**Extrait à lire:**
◆ ◆ ◆ ◆ ◆

En effet, c’est depuis 1994 que la Communauté internationale a imposé à mon pays l’ouverture d’un couloir humanitaire pour la réception des réfugiés, des militaires et des hommes armés rwandais. Cette situation a entrainé des guerres successives avec comme conséquence la dispersion de ces réfugiés à travers le pays.

Depuis l’invocation de la clause de cessation du statut de réfugié par le Gouvernement rwandais, la position de la République Démocratique du Congo est demeurée inchangée. Elle a été communiquée aux instances du HCR en marge de la 63ème session du Conseil exécutif du HCR, tenue à Genève en octobre 2012.

A cette occasion, le délégué du Gouvernement de mon pays a fait part au Directeur Afrique et au Haut Commissaire de l’impossibilité d’appliquer cette clause.

◆ ◆ ◆ ◆ ◆

Extraits de données d'annotation par points

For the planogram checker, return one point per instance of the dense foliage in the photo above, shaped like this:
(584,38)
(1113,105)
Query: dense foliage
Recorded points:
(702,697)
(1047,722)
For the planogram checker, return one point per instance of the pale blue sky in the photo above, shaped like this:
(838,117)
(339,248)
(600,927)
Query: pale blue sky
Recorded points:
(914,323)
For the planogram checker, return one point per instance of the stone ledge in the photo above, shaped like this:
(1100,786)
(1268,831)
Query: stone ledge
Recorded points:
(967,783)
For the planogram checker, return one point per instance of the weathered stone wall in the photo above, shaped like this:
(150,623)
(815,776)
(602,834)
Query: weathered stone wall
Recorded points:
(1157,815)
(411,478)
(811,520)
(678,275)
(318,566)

◆ ◆ ◆ ◆ ◆

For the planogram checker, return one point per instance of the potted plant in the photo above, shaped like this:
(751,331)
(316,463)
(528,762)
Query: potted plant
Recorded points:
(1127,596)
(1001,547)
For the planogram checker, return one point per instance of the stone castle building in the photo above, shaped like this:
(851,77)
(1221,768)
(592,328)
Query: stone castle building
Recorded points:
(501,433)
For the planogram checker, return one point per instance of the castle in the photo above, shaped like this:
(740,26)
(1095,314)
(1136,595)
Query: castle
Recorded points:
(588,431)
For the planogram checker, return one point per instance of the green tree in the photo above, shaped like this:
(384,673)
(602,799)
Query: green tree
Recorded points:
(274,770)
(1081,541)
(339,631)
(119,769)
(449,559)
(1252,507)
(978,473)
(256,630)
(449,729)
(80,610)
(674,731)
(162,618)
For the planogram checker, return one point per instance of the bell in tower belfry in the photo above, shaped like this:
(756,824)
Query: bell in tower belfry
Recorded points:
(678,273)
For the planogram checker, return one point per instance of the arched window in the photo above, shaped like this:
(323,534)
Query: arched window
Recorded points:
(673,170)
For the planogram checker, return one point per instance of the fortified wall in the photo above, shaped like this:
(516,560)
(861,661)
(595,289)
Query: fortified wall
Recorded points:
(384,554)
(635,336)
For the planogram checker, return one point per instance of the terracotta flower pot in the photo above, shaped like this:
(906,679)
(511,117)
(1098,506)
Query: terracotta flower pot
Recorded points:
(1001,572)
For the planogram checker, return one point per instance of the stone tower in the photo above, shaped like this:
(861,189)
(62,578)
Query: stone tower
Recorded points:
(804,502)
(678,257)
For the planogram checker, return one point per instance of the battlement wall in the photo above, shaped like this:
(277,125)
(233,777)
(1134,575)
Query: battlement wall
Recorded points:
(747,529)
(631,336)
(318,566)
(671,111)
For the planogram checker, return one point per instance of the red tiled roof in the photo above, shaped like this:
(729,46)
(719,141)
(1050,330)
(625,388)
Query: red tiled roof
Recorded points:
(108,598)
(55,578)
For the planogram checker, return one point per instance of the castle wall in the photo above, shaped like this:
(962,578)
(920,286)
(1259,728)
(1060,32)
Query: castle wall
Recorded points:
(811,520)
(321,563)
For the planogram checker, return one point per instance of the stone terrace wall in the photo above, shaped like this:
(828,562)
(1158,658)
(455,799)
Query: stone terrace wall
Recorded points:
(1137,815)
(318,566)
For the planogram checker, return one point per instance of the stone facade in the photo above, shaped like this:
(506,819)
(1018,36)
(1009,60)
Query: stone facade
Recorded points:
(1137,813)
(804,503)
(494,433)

◆ ◆ ◆ ◆ ◆

**Consignes de l'exercice:**
1. Indiquez si chacune des affirmations suivantes concorde avec l'extrait sur les réfugiés rwandais, en répondant par oui ou par non et en citant textuellement les mots décisifs : (a) l'ouverture d'un couloir humanitaire est imposée au pays depuis 1994 ; (b) la position de la République Démocratique du Congo a évolué après l'invocation de la clause de cessation ; (c) la 63ème session du Conseil exécutif du HCR s'est tenue à Genève en octobre 2012.
2. Selon l'extrait sur les réfugiés rwandais, à qui le délégué du Gouvernement a-t-il fait part de l'impossibilité d'appliquer la clause ?
3. Prolongez l'extrait sur les réfugiés rwandais à partir de sa dernière phrase.

**Corrigé de l'exercice:**
1.
(a) Oui : « c’est depuis 1994 que la Communauté internationale a imposé à mon pays l’ouverture d’un couloir humanitaire ».
(b) Non : « la position de la République Démocratique du Congo est demeurée inchangée ».
(c) Oui : « tenue à Genève en octobre 2012 ».

2. Au Directeur Afrique et au Haut Commissaire.

3.
L’Accord Tripartite signé à Kigali, le 17 février 2010, et ses modalités pratiques, signées à Goma, le 30 juillet 2010, n’ont jamais été mis en œuvre par une Commission Tripartite réunissant la République Démocratique du Congo, pays d’asile, la République du Rwanda, pays d’origine et le HCR.

Cette Tripartite, qui devait se tenir sur invitation de la République du Rwanda, avait pour objectif la mise en place d’un plan d’opération sur le rapatriement volontaire et organisé des réfugiés rwandais vivant en République Démocratique du Congo.

Les perspectives de la pacification de l’Est du pays, qui s’annoncent avec la mise en place de la Brigade d’Intervention neutre en vue de neutraliser les forces négatives opérant dans les zones du Nord et du Sud Kivu, peuvent faciliter la relance de l’enregistrement et du rapatriement des réfugiés rwandais dans leur pays d’origine.

Nous croyons fermement au niveau du Gouvernement de la République Démocratique du Congo que le moment est venu pour mettre fin à cette situation de réfugié qui a trop duré et éviter de créer une situation d’irréguliers et d’apatrides par l’invocation de la clause de cessation.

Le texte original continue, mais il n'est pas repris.